*GIVEN DATA*
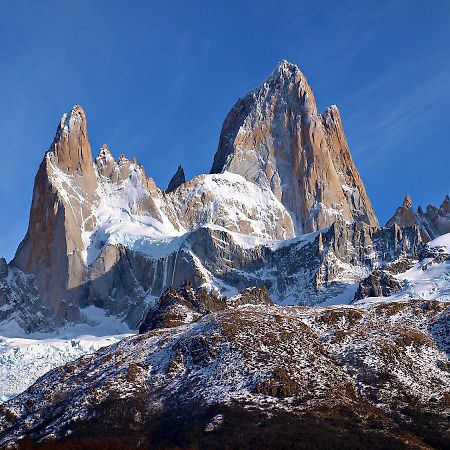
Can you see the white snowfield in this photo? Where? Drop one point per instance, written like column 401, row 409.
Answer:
column 24, row 360
column 426, row 280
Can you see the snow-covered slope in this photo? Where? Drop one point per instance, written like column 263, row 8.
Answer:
column 428, row 278
column 24, row 360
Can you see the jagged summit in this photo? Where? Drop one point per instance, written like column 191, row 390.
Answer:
column 432, row 223
column 274, row 137
column 285, row 71
column 407, row 202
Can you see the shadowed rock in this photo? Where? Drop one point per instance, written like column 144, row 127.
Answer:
column 177, row 180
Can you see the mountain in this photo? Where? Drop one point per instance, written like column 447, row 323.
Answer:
column 252, row 375
column 276, row 138
column 433, row 222
column 272, row 308
column 177, row 180
column 102, row 234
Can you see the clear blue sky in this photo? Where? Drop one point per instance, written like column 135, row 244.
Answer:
column 157, row 79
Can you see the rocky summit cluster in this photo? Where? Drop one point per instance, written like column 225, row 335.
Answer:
column 267, row 307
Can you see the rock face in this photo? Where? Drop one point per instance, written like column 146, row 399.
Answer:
column 103, row 235
column 177, row 180
column 276, row 138
column 61, row 213
column 380, row 283
column 20, row 302
column 341, row 377
column 432, row 223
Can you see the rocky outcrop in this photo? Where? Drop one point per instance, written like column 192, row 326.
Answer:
column 181, row 306
column 276, row 138
column 61, row 213
column 433, row 222
column 380, row 283
column 186, row 305
column 20, row 303
column 335, row 377
column 177, row 180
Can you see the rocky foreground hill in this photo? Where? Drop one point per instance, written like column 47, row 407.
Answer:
column 273, row 310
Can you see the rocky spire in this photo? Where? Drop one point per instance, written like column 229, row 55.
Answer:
column 275, row 138
column 445, row 206
column 407, row 202
column 177, row 180
column 432, row 223
column 53, row 247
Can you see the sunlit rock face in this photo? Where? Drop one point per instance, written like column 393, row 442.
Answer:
column 284, row 209
column 276, row 138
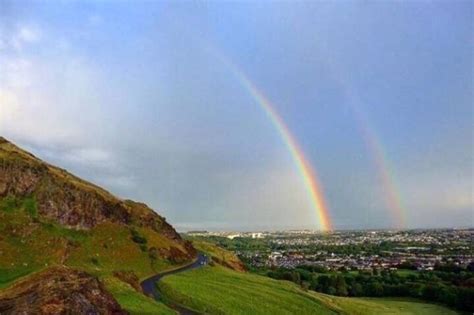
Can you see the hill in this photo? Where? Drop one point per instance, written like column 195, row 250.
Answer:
column 49, row 217
column 219, row 255
column 219, row 290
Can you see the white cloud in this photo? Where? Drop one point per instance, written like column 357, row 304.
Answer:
column 19, row 37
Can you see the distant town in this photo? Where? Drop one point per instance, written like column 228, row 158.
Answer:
column 349, row 250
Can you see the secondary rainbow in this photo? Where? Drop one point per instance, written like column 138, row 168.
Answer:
column 386, row 174
column 308, row 174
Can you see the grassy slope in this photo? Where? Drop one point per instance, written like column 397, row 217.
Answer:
column 217, row 290
column 28, row 245
column 134, row 302
column 219, row 255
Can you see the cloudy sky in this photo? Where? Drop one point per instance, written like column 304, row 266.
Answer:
column 136, row 96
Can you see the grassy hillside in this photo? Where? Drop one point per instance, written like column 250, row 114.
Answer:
column 134, row 302
column 49, row 217
column 29, row 244
column 219, row 255
column 218, row 290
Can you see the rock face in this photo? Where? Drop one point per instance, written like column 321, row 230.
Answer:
column 69, row 200
column 59, row 290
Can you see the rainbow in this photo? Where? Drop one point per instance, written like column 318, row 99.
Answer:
column 392, row 196
column 308, row 174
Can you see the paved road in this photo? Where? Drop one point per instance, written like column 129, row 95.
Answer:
column 149, row 286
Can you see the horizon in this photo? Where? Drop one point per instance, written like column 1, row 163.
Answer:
column 217, row 116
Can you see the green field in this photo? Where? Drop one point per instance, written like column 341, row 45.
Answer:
column 217, row 290
column 134, row 302
column 29, row 244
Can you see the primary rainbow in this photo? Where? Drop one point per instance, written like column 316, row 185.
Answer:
column 308, row 174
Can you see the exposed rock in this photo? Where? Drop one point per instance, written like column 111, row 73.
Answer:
column 71, row 201
column 59, row 290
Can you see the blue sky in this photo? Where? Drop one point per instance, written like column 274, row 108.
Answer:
column 129, row 95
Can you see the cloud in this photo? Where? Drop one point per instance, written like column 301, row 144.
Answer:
column 20, row 37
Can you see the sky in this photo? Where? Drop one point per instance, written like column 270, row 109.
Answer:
column 143, row 99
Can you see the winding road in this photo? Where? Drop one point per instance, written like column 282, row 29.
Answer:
column 150, row 288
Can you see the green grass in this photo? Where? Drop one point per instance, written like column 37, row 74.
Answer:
column 7, row 276
column 385, row 306
column 217, row 290
column 134, row 302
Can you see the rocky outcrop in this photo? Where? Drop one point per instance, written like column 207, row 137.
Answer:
column 59, row 290
column 71, row 201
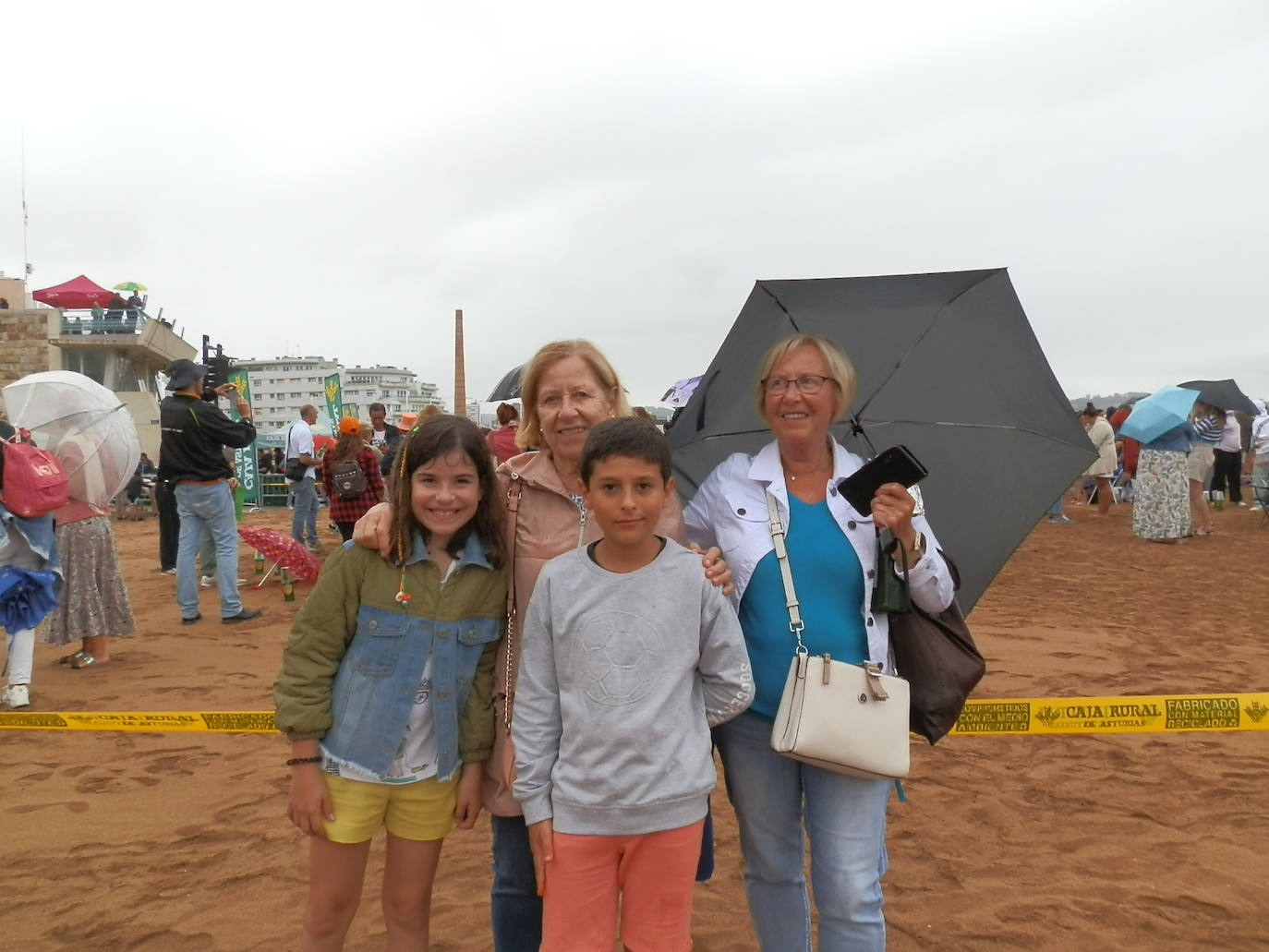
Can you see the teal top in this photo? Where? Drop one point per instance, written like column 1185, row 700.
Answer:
column 830, row 589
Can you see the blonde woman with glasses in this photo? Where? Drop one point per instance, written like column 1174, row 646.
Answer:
column 804, row 385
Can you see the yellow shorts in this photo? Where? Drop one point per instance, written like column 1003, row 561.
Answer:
column 421, row 810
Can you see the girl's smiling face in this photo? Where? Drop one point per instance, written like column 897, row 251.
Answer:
column 444, row 494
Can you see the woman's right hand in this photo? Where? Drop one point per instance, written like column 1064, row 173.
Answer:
column 308, row 802
column 375, row 529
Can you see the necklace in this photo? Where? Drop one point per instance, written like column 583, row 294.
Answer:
column 792, row 475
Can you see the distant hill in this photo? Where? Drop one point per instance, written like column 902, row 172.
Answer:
column 1103, row 402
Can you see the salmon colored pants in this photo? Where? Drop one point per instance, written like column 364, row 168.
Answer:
column 652, row 874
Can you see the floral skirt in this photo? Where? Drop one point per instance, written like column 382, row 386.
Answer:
column 1160, row 508
column 94, row 599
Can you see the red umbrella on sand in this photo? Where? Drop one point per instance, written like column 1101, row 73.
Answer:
column 284, row 551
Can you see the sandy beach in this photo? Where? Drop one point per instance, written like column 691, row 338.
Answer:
column 178, row 842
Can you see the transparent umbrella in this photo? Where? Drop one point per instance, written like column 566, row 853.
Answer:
column 81, row 423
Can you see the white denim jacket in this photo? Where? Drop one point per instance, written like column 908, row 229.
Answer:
column 730, row 512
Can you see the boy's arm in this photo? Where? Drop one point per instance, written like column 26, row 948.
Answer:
column 536, row 725
column 726, row 677
column 319, row 639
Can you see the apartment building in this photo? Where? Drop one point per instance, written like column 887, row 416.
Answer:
column 281, row 386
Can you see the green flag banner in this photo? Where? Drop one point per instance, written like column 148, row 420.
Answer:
column 245, row 457
column 334, row 400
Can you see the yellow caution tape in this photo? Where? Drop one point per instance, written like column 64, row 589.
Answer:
column 226, row 722
column 1116, row 715
column 1010, row 716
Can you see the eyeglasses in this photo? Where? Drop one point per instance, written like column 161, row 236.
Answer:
column 807, row 383
column 581, row 400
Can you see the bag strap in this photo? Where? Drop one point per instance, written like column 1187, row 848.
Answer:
column 782, row 556
column 514, row 491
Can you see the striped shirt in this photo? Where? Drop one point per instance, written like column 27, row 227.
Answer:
column 1208, row 430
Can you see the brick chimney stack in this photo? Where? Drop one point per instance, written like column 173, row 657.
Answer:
column 460, row 372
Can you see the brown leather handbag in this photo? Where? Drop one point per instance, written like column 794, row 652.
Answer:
column 937, row 656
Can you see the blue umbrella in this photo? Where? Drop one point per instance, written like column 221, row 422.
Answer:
column 1163, row 410
column 26, row 598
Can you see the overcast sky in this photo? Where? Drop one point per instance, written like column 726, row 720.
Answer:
column 338, row 178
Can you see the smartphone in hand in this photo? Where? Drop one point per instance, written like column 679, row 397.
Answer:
column 893, row 464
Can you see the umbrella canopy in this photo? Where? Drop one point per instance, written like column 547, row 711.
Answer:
column 1224, row 395
column 681, row 392
column 84, row 426
column 508, row 387
column 282, row 549
column 949, row 366
column 75, row 294
column 1154, row 416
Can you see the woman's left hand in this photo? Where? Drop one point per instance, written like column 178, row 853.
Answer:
column 468, row 796
column 716, row 566
column 892, row 509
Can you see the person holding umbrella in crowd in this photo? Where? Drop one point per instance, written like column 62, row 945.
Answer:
column 1208, row 424
column 1103, row 467
column 804, row 385
column 1160, row 511
column 569, row 387
column 194, row 432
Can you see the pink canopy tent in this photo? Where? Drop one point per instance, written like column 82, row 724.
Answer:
column 78, row 292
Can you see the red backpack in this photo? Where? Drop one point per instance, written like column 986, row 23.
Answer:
column 34, row 483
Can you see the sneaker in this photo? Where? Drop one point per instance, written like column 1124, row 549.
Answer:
column 16, row 696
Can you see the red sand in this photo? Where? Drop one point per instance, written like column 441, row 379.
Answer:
column 165, row 842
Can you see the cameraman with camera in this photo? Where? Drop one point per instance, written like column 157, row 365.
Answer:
column 194, row 432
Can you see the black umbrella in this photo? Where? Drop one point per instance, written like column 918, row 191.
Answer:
column 508, row 387
column 1224, row 395
column 949, row 366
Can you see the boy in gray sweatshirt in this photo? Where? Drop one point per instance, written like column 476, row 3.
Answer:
column 628, row 657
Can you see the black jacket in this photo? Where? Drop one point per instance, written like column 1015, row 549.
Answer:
column 193, row 433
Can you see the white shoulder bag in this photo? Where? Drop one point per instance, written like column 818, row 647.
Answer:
column 843, row 717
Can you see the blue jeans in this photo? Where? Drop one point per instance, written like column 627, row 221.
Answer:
column 774, row 797
column 514, row 907
column 211, row 507
column 305, row 518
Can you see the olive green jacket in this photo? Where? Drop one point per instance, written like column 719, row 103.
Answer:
column 355, row 647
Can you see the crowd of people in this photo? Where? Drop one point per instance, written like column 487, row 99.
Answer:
column 528, row 622
column 1176, row 478
column 552, row 562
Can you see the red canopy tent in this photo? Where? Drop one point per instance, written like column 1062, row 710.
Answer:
column 78, row 292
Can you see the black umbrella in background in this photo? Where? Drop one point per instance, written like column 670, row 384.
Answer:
column 1224, row 395
column 508, row 387
column 949, row 366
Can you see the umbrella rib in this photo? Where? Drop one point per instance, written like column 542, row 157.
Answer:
column 915, row 344
column 780, row 305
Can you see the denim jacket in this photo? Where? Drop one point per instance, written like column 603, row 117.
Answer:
column 38, row 534
column 356, row 657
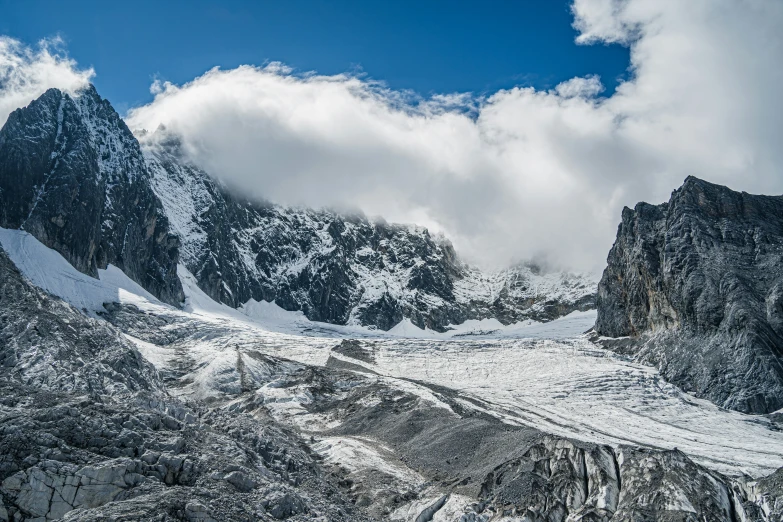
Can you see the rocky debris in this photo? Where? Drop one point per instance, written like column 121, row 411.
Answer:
column 337, row 268
column 73, row 175
column 88, row 432
column 503, row 472
column 125, row 450
column 695, row 284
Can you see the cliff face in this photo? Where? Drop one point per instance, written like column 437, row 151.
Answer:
column 697, row 284
column 73, row 175
column 338, row 268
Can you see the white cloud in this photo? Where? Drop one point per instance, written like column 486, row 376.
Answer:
column 26, row 73
column 520, row 173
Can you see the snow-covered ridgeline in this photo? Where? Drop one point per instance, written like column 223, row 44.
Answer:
column 568, row 387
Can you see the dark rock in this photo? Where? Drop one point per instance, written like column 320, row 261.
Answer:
column 73, row 175
column 337, row 268
column 697, row 284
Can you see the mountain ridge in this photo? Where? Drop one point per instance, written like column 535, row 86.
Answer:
column 696, row 285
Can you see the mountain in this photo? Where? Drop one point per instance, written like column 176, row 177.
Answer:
column 696, row 285
column 118, row 403
column 337, row 268
column 219, row 429
column 73, row 175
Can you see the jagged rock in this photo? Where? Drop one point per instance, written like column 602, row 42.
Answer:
column 240, row 481
column 696, row 283
column 338, row 268
column 284, row 505
column 73, row 175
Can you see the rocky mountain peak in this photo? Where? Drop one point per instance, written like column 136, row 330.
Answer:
column 697, row 285
column 73, row 175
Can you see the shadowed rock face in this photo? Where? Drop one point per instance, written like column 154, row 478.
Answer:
column 73, row 175
column 334, row 267
column 697, row 284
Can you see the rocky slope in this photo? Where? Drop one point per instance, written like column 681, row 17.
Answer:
column 343, row 269
column 89, row 432
column 696, row 285
column 117, row 439
column 73, row 175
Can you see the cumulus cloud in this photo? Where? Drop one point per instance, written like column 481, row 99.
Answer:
column 26, row 72
column 521, row 173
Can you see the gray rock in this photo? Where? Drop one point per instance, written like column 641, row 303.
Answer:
column 282, row 505
column 328, row 264
column 696, row 285
column 73, row 175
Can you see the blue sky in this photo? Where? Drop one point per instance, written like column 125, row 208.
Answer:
column 429, row 47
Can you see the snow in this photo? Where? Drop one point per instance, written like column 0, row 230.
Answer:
column 358, row 455
column 545, row 375
column 50, row 271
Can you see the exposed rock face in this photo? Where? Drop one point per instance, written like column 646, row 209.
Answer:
column 698, row 286
column 343, row 269
column 88, row 432
column 73, row 175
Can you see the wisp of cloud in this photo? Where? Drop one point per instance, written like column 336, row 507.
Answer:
column 519, row 174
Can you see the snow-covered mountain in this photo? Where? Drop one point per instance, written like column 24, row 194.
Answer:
column 166, row 354
column 343, row 269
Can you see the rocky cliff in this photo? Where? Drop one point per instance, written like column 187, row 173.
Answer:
column 697, row 286
column 73, row 175
column 337, row 268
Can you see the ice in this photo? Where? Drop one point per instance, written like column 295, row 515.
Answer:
column 545, row 375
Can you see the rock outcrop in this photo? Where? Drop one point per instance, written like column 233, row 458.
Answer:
column 338, row 268
column 73, row 175
column 696, row 286
column 88, row 431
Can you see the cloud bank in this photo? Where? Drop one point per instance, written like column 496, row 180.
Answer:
column 521, row 173
column 26, row 73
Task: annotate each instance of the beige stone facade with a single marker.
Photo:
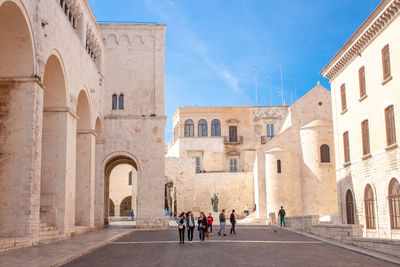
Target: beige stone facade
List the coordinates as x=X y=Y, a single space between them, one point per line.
x=364 y=76
x=240 y=164
x=60 y=134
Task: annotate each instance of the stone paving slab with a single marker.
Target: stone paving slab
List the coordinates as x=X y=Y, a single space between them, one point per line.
x=60 y=252
x=252 y=246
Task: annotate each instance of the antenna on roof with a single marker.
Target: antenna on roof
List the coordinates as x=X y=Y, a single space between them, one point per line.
x=280 y=67
x=255 y=81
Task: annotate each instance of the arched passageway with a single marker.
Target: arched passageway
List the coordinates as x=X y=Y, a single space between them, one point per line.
x=18 y=101
x=109 y=167
x=85 y=153
x=54 y=145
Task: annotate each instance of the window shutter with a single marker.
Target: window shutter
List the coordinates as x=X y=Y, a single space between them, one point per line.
x=343 y=96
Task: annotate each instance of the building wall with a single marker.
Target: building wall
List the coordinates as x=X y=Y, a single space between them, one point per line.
x=378 y=168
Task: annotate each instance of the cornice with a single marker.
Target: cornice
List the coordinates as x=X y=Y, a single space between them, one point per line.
x=368 y=31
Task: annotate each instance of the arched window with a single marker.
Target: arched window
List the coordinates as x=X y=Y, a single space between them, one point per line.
x=121 y=102
x=278 y=166
x=349 y=207
x=215 y=128
x=325 y=153
x=189 y=128
x=369 y=204
x=202 y=128
x=114 y=102
x=394 y=203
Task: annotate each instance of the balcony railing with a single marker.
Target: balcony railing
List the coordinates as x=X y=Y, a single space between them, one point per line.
x=233 y=140
x=265 y=139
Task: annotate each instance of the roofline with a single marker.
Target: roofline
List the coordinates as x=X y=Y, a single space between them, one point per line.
x=350 y=48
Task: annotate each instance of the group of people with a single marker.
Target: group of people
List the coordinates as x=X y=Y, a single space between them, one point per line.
x=204 y=225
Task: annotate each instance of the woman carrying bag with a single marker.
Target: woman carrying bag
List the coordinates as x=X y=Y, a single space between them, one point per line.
x=202 y=226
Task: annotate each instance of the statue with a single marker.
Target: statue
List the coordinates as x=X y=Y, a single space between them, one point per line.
x=214 y=202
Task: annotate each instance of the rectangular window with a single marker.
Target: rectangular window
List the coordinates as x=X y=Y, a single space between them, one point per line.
x=270 y=131
x=343 y=96
x=198 y=163
x=232 y=133
x=346 y=147
x=130 y=178
x=365 y=137
x=233 y=165
x=361 y=80
x=390 y=126
x=278 y=166
x=386 y=62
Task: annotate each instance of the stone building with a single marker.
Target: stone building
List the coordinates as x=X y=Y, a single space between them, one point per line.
x=77 y=99
x=261 y=157
x=365 y=76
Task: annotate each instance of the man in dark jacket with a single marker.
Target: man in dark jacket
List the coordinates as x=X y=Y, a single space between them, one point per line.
x=222 y=223
x=233 y=222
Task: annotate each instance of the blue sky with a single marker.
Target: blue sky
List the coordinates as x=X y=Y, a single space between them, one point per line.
x=214 y=45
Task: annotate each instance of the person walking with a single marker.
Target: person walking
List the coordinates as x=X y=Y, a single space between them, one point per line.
x=233 y=222
x=210 y=219
x=132 y=214
x=202 y=226
x=282 y=214
x=181 y=227
x=222 y=223
x=190 y=226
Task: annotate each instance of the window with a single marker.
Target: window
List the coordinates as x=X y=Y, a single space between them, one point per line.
x=114 y=102
x=278 y=166
x=361 y=80
x=349 y=207
x=121 y=102
x=394 y=203
x=386 y=62
x=130 y=178
x=346 y=147
x=233 y=165
x=369 y=204
x=198 y=163
x=189 y=128
x=202 y=128
x=232 y=133
x=365 y=137
x=325 y=153
x=390 y=126
x=270 y=131
x=343 y=97
x=215 y=128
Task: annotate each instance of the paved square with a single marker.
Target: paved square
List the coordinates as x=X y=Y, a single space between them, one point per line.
x=252 y=246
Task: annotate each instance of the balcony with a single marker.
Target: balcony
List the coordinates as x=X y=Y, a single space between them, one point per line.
x=233 y=140
x=265 y=139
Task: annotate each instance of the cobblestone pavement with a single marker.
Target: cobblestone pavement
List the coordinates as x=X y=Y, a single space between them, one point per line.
x=252 y=246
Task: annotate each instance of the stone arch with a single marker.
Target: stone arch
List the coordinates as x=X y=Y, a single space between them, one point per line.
x=16 y=41
x=109 y=163
x=125 y=206
x=17 y=60
x=84 y=179
x=54 y=144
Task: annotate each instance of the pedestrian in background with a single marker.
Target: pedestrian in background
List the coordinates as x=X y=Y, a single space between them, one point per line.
x=190 y=226
x=210 y=220
x=202 y=226
x=222 y=223
x=233 y=222
x=282 y=214
x=181 y=227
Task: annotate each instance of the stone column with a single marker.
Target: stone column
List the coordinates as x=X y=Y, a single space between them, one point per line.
x=85 y=159
x=21 y=104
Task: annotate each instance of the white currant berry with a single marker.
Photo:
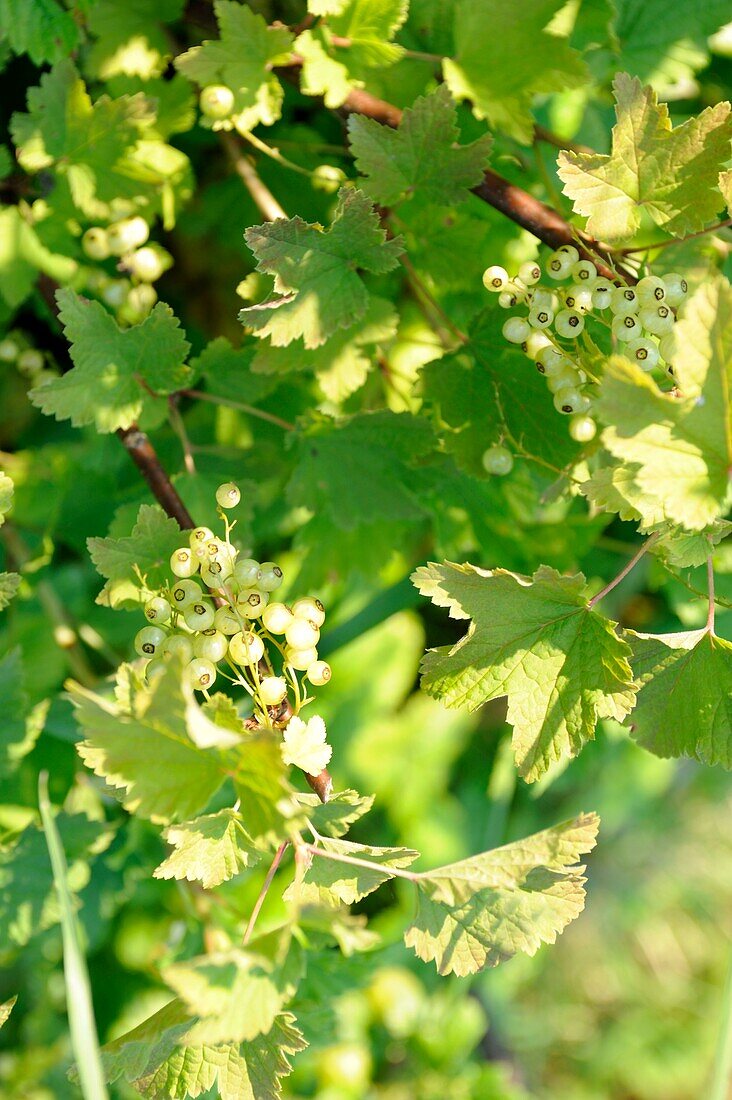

*WHAT IS EXPECTED*
Tally up how many lines in the records contain the string "outcrop". Answer with that figure only.

*SOLUTION FOR THIS TASK*
3